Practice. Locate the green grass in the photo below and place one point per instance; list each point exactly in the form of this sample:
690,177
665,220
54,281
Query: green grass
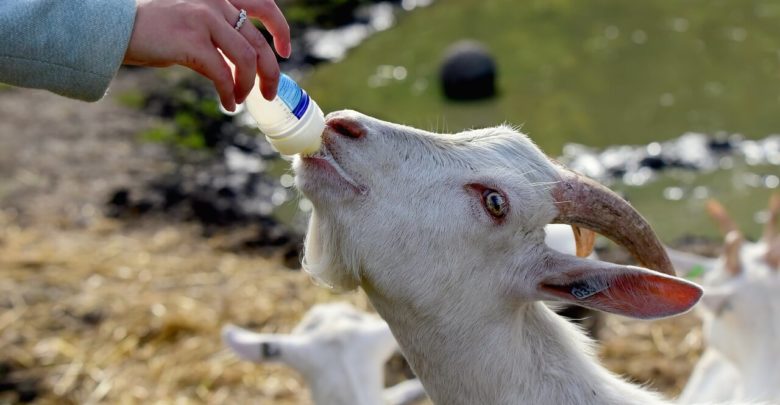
564,77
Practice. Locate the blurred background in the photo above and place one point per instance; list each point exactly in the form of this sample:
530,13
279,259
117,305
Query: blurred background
132,229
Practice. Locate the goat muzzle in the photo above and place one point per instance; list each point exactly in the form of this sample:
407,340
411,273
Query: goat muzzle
586,203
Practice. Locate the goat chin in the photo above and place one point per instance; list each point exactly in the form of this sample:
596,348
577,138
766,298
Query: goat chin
446,234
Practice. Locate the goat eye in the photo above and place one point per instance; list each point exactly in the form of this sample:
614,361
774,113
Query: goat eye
495,203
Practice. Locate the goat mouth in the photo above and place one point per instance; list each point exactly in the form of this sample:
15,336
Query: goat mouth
324,157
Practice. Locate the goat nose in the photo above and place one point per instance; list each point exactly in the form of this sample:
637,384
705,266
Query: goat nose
346,126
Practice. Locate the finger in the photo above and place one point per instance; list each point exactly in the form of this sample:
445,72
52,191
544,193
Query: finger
267,68
207,61
273,20
239,51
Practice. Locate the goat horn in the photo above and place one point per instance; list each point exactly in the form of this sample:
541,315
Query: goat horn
719,214
770,229
731,250
584,202
584,240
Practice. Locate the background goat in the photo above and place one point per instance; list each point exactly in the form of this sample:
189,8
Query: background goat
741,311
340,351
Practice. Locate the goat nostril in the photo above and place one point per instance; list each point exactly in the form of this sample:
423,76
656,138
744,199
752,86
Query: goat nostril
346,127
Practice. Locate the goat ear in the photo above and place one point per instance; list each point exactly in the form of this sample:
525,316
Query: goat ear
260,347
623,290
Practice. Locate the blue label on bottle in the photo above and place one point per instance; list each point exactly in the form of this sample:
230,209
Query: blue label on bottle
292,95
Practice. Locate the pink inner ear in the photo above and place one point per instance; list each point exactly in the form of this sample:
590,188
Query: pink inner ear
638,293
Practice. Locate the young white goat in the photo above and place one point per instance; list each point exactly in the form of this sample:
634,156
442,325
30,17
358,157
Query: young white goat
445,233
339,350
741,311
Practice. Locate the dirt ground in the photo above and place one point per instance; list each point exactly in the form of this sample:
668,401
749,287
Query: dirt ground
94,310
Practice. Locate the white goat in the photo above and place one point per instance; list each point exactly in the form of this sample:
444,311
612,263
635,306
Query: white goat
445,233
741,311
339,350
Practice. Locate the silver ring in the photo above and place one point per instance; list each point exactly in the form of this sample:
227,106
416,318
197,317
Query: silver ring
241,19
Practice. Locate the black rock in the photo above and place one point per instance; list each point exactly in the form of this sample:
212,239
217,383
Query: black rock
468,72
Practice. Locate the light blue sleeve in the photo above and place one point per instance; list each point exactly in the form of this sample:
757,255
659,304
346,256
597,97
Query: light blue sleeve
70,47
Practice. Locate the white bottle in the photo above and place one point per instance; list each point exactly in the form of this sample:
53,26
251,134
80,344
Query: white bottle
292,122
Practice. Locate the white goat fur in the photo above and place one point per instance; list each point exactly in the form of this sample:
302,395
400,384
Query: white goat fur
392,216
741,314
339,350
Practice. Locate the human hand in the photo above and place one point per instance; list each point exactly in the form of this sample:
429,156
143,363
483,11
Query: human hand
190,32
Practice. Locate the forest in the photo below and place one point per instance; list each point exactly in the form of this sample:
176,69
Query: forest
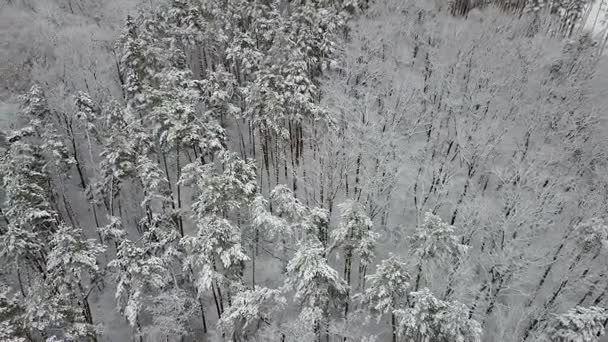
303,170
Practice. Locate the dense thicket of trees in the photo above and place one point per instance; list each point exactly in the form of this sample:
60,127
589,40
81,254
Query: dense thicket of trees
308,170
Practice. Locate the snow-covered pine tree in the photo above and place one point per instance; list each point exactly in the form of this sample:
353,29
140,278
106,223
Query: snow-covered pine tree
429,318
73,273
139,278
387,290
434,242
316,285
249,309
355,237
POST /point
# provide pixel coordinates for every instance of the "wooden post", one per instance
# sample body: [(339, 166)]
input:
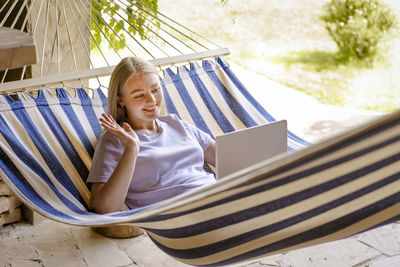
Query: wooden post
[(17, 49)]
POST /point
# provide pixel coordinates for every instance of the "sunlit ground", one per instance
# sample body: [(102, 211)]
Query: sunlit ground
[(289, 44)]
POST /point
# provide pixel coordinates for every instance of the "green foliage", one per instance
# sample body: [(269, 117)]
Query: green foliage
[(357, 26), (105, 21)]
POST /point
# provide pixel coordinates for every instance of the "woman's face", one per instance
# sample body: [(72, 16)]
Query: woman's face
[(142, 97)]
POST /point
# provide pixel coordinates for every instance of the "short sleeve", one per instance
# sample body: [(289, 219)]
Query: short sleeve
[(107, 154)]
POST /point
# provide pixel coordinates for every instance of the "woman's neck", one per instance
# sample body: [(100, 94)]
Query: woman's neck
[(150, 128)]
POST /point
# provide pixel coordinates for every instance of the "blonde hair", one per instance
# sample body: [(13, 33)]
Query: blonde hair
[(125, 68)]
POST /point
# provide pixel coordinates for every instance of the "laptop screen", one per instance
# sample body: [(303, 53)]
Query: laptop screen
[(240, 149)]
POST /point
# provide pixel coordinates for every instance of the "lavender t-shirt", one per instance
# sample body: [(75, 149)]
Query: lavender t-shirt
[(169, 162)]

§ **INSTRUCTIONS FOR THE TASK**
The records above are to be restated word for word, with every picture left out.

§ **EXPECTED ANSWER**
Practice. Locate the green grass in the photo below and place one point per instance; list each point exactly in the form of this sample:
690,177
665,220
54,281
Query: green grass
564,77
Practice. Locate the blurred background in the photo above and place one point per instance; list each point exactly in the form of this sample:
530,13
279,259
117,305
Query: blurred background
132,229
Practice. Locate the goat muzzle in the photo above and place one point per instance; list each point exactly in the form of this sample:
407,340
411,273
Query: goat muzzle
586,203
Practice. Locate the goat chin in the photo above and place one point per instance; list each point exactly in the form of this sample:
596,348
577,138
766,298
Query: goat chin
446,234
Practice. Locate the goat eye in the photo above and place one point per instance; list each point exactly in the form of this sample:
614,361
774,113
Query: goat eye
495,203
Practice. Locate the goat mouth in the photo above and place one point per instance; list each point exactly in the form of this sample:
15,336
Query: goat mouth
324,157
Practice. Locate the goat nose in the photo above and place one point per instance; list each point exactly in the form of this sample:
637,384
705,266
Query: goat nose
346,126
Practice. Locate the finger in the photo above and place one point per instance; list each point exactly in the form of this sample:
445,72
52,191
544,193
Query: finger
267,68
207,61
273,20
239,51
Practice. Locate the goat horn in the photo above and place one point per instance; list each point exactly in the form of this sample:
541,315
Query: goat horn
719,214
770,229
731,250
584,202
584,240
Practice. Locate the background goat in the photo above and place one point per instance; list each point exactly in the form of this sample:
189,8
Query: background goat
741,311
340,351
Practice. Locate the goat nostril in the photo above and place one point per instance; list each point exactly in the form of this sample:
423,76
656,138
744,199
752,86
Query: goat nostril
346,127
Practice. Locate the goat ear in the photo above and place one point per instance; list each point exactly in the form of this sample:
525,316
Query: goat ear
260,347
623,290
Practice. Locate the blue label on bottle in the photo above and place one point per instance; list each point exactly in the form of this sample:
230,209
Query: blue label on bottle
292,95
Practice. Locate the pink inner ear in the photo above and place one point per instance; list each point exactly in the form of this sample:
590,188
Query: pink inner ear
638,293
Practice. Locate the young white goat in the photo above and place one point per instance; list each point exactly in the form of this sample:
634,156
442,325
30,17
358,157
Query: young white goat
445,233
339,350
741,311
Practice. Locate the dirt ground in the photo above and place one point per instance; list each point exactly in the form of this sample:
668,401
749,287
Query: dirt ground
94,310
Practice. Locate the white goat in the photo above and place one point per instance; list each point exactly in the form of this sample:
444,311
612,263
635,306
Query: white goat
445,233
741,311
339,350
Practice. Locate the silver ring in the photo above and place one point per instance; list each point exactly in the form of this sample:
227,106
416,318
197,317
Query: silver ring
241,19
Practice. Locate the black rock in the photo above and place one point per instance; list each point exactly in the form of this sample:
212,239
217,383
Query: black rock
468,72
Practice. Locate the light blue sleeve in the photo above and place one point per instance; list each point exactly in the form of this sample:
757,255
659,304
346,256
597,97
Query: light blue sleeve
70,47
Practice. Locate the white bottle in the photo above and place one point per instance; list each point exactly in the form of this sample:
53,26
251,134
80,344
Query: white bottle
292,122
Practice. Locate the white goat fur in the photo above and place one point per instance; list each point exactly in the form of this sample:
302,395
400,384
Query: white goat fur
392,216
741,314
339,350
Practice. Locate the human hand in the photo above and place one point per instance; list each point exactly in the form of this sample:
429,156
143,363
483,11
Query: human hand
190,32
Practice. Locate the forest in the photo below and place one point per instance; list each point exactly in the form of this sample:
176,69
Query: forest
303,170
Practice. Locate the dense thicket of trees in the photo above and place one point per instance; list each point exactly in the form of this sample:
60,127
589,40
81,254
Query: dense thicket of trees
308,170
Practice. Locate the snow-covered pine tree in the photo above and place one point per instance; list each point exactly in the form of this sample:
353,29
140,278
106,223
Query: snow-covered pine tree
429,318
73,273
139,278
387,290
434,242
316,285
249,309
355,237
POST /point
# provide pixel coordinates for every instance of the "wooden post", one per instance
# sample body: [(339, 166)]
input:
Query: wooden post
[(17, 49)]
POST /point
# provide pixel coordinates for every instance of the "sunlit ground", one per instance
# sample body: [(102, 211)]
Query: sunlit ground
[(289, 44)]
POST /point
# provide pixel coordinates for every instance of the "green foliage", one per instance
# sample body: [(269, 117)]
Query: green foliage
[(357, 26), (105, 21)]
POST /point
# provide pixel coordinates for every instance of the "woman's face", one per instance
# sample body: [(72, 16)]
Query: woman's face
[(142, 97)]
POST /point
# provide pixel coordinates for every instance of the "short sleeve", one per instance
# sample body: [(289, 219)]
Query: short sleeve
[(107, 154)]
POST /point
# provide pixel coordinates for every instance of the "woman's neck", one per instance
# sample body: [(100, 94)]
Query: woman's neck
[(150, 128)]
POST /point
# provide pixel coordinates for every instance of the "blonde hair", one per instance
# sample body: [(13, 33)]
Query: blonde hair
[(125, 68)]
POST /point
# provide pixel coordinates for every instance of the "laptop screen", one per instance
# sample body: [(303, 53)]
Query: laptop screen
[(240, 149)]
POST /point
# provide pixel coordinates for every instance of the "lavender t-shirt", one per instance
# sample body: [(75, 149)]
Query: lavender t-shirt
[(169, 162)]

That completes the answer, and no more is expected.